» Instructions for the task
Reproduce the records word for word, from the line containing "Emit one marker per instance in this form: [(323, 7)]." down through the line containing "[(489, 150), (258, 341), (431, 353)]", including both of those lines.

* START Information supplied *

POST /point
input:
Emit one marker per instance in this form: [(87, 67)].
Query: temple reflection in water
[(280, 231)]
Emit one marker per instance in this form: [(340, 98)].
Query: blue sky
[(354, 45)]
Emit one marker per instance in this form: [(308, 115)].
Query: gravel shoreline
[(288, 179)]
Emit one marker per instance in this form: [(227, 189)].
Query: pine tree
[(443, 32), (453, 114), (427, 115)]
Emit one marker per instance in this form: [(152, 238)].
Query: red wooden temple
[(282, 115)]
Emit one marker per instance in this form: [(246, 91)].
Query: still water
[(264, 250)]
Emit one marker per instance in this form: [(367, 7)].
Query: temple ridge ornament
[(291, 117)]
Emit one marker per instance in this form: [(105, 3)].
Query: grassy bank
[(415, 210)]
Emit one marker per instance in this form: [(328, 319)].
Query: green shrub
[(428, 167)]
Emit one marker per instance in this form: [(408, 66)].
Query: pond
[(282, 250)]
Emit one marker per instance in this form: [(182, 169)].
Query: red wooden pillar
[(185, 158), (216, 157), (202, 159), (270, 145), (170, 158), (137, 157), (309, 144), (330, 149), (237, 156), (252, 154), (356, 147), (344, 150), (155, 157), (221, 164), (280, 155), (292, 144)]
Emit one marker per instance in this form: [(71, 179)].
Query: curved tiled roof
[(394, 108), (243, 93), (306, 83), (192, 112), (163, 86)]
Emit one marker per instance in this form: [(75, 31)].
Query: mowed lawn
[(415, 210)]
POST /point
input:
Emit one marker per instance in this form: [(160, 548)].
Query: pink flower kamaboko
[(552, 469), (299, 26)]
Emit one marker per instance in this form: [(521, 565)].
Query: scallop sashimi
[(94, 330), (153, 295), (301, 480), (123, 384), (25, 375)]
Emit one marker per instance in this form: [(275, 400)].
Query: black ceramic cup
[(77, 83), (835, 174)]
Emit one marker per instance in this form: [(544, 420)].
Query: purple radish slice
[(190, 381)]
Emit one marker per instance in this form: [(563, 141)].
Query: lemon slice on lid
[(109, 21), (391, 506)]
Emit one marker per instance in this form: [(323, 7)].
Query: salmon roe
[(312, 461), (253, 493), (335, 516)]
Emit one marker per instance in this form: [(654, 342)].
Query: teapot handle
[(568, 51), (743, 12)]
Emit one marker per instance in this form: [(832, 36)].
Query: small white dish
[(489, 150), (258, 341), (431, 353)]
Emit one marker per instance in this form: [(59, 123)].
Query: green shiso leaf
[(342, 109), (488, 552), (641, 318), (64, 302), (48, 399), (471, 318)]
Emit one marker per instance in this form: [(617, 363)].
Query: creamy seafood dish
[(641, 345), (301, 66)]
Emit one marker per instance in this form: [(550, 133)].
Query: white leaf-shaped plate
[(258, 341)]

* END Information supplied *

» Result
Emit one marker per instance in this form: [(323, 7)].
Query: salmon roe
[(312, 461), (253, 493), (335, 516)]
Emit one marker per instance in this form: [(654, 342)].
Query: teapot handle
[(568, 51), (743, 12)]
Emit one marker per instance in this form: [(832, 36)].
Query: small white dish
[(489, 150), (258, 341), (431, 353)]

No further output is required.